= Beginning of Section =

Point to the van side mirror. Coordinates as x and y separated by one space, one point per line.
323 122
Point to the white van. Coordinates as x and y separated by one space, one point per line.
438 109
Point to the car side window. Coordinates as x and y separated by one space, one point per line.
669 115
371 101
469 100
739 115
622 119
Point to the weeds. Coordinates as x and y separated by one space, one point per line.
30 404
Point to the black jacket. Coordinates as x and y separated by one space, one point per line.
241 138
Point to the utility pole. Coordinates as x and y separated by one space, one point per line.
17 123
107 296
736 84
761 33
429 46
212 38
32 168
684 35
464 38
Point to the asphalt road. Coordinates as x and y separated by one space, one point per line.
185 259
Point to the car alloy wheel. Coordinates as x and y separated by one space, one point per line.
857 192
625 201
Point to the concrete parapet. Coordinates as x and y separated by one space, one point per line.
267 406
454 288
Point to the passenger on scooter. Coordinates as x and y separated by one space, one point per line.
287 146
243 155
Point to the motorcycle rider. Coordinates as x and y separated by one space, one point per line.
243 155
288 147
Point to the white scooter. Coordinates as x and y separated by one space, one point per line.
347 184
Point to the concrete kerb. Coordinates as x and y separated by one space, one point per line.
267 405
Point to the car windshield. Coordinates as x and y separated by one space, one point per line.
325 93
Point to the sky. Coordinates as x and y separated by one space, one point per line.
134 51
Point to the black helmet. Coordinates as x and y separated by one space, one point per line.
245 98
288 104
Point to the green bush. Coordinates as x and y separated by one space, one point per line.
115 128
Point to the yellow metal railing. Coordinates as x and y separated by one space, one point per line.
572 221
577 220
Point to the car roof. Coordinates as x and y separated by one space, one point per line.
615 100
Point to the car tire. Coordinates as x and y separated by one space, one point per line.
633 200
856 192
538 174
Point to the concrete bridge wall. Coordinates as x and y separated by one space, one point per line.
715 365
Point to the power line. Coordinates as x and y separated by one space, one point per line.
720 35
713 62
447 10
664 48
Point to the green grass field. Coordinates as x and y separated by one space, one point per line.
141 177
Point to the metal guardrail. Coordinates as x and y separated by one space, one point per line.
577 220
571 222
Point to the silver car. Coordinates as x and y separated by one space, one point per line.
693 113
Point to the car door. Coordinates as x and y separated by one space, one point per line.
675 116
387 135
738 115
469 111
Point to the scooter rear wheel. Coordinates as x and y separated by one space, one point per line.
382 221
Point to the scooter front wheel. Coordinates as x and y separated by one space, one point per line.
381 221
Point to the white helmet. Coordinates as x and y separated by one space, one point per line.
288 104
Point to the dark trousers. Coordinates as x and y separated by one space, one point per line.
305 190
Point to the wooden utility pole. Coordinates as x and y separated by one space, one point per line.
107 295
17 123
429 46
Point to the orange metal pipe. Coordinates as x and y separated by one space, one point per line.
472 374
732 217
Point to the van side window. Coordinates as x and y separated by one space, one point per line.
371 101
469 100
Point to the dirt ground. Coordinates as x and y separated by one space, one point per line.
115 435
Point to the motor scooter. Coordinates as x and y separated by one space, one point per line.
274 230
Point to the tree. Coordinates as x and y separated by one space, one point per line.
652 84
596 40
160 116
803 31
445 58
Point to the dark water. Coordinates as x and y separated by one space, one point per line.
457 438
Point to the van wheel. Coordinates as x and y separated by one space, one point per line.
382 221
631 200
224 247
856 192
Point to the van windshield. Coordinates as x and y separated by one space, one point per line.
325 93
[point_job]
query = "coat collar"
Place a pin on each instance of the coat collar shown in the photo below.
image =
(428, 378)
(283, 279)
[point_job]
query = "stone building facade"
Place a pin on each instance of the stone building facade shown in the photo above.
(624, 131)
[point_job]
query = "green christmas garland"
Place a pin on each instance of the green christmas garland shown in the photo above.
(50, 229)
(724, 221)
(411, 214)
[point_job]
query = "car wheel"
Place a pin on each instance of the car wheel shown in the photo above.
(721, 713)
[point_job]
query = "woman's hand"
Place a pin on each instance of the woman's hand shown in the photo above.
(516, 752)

= End of Section =

When you copy the material, keep every line exactly as it stands.

# Answer to this problem:
Point to the van side mirror. Coordinates as x and y separated by one space, one point per line.
323 122
Point to the white van. Coordinates as x and y separated by one space, one point per line.
438 109
Point to the car side window. Coordinates as x and y separated by one space, one point per line.
669 115
371 101
469 100
739 115
622 119
Point to the weeds. Coordinates as x and y separated by one space, one point per line.
30 404
Point to the black jacket. Coordinates as x and y separated by one space, one point per line.
241 138
Point to the utility pole. Coordinates as x and y separated by one space, one point per line.
17 123
107 296
736 84
761 33
429 46
212 38
32 168
684 35
464 38
Point to the asphalt road. Coordinates as x and y separated by one space, one point per line.
185 259
Point to the car alloy wheel. Coordinates as x and y separated by one space, one point per line.
857 192
625 201
Point to the concrete parapet. Coordinates as x and y separated by one space, one point per line.
267 406
454 288
Point to the passenger on scooter. Coordinates as x and y separated by one space, one point per line.
287 146
243 155
Point to the motorcycle rider. Coordinates as x and y separated by one space, one point per line.
243 155
288 147
Point to the white scooter. Coordinates as x and y separated by one space, one point per line.
347 184
Point to the concrete kerb. Coordinates as x and y separated by one space, one point per line.
267 405
Point to the car windshield. Coordinates as x and y separated by one space, one point per line.
325 93
Point to the sky. Coordinates as x and y separated by one space, one point per line.
134 51
Point to the black helmet. Coordinates as x and y separated by one space, one point per line.
245 98
288 104
Point to the green bush. Coordinates as x and y separated by one space, one point per line.
115 128
Point to the yellow metal railing. Coordinates as x and y separated by one space, one point per line.
572 221
577 220
Point to the car roof. Coordinates as x and y separated by one space, one point per line.
615 100
Point to the car tire. Coordinates as x and y separated by one space, one point per line.
633 200
856 192
538 174
Point to the concrete bridge wall. Coordinates as x and y separated by one space, one point per line.
715 365
Point to the power line. Coordinates as x and y separated by one space, one point per line.
720 35
713 62
447 10
664 48
Point to the green grass field. Coordinates as x and y separated by one space, one point per line.
141 177
Point to the metal guardrail. Coordinates as x and y separated by one space, one point per line.
577 220
571 222
Point to the silver car. Coordinates as x and y separated by one space, one point per line.
693 113
Point to the car door. Coordinates as x and y separated by one space, one point per line.
675 116
387 135
738 115
469 111
Point to the scooter rear wheel. Coordinates as x and y separated by one space, one point per line.
382 221
Point to the scooter front wheel. Coordinates as x and y separated by one space, one point per line.
381 221
Point to the white helmet. Coordinates as x and y separated by one space, one point per line.
288 104
Point to the dark trousers. Coordinates as x and y separated by one space, one point per line.
305 190
Point to the wooden utility pole. Coordinates as x and y separated by one space, one point per line.
107 295
17 123
429 46
Point to the orange metal pipe. Coordinates as x and y separated by one space, one point per line.
472 374
732 217
Point to the van side window. Coordinates as x and y separated by one space, one point per line.
371 101
469 100
Point to the dirt ground. Coordinates as x and y separated by one space, one point per line.
115 435
Point to the motor scooter. Coordinates as x and y separated by one space, one point per line.
274 230
Point to the tree. Coordinates as x and y separated by one space, one point per line.
652 84
596 40
160 116
803 31
445 58
Point to the dark water. Coordinates as x and y separated by one space, one point per line.
457 438
Point to the van wheel. Coordinates as x and y separated by one space, one point per line.
382 221
631 200
224 247
856 192
Point to the van windshield. Coordinates as x and y separated by one space, one point per line.
325 93
[point_job]
query = "coat collar"
Place a pin on each instance of the coat collar shown in the photo below.
image =
(428, 378)
(283, 279)
[point_job]
query = "stone building facade"
Place a pin on each instance of the stone building facade shown in the photo above.
(624, 131)
[point_job]
query = "green christmas garland"
Place a pin on each instance of the green christmas garland shown in the photo above.
(50, 229)
(724, 221)
(411, 214)
[point_job]
query = "car wheel"
Place a pin on each instance of the car wheel shown in the photo above.
(721, 713)
[point_job]
query = "woman's hand"
Place a pin on each instance of the woman's hand shown in the photo above.
(516, 752)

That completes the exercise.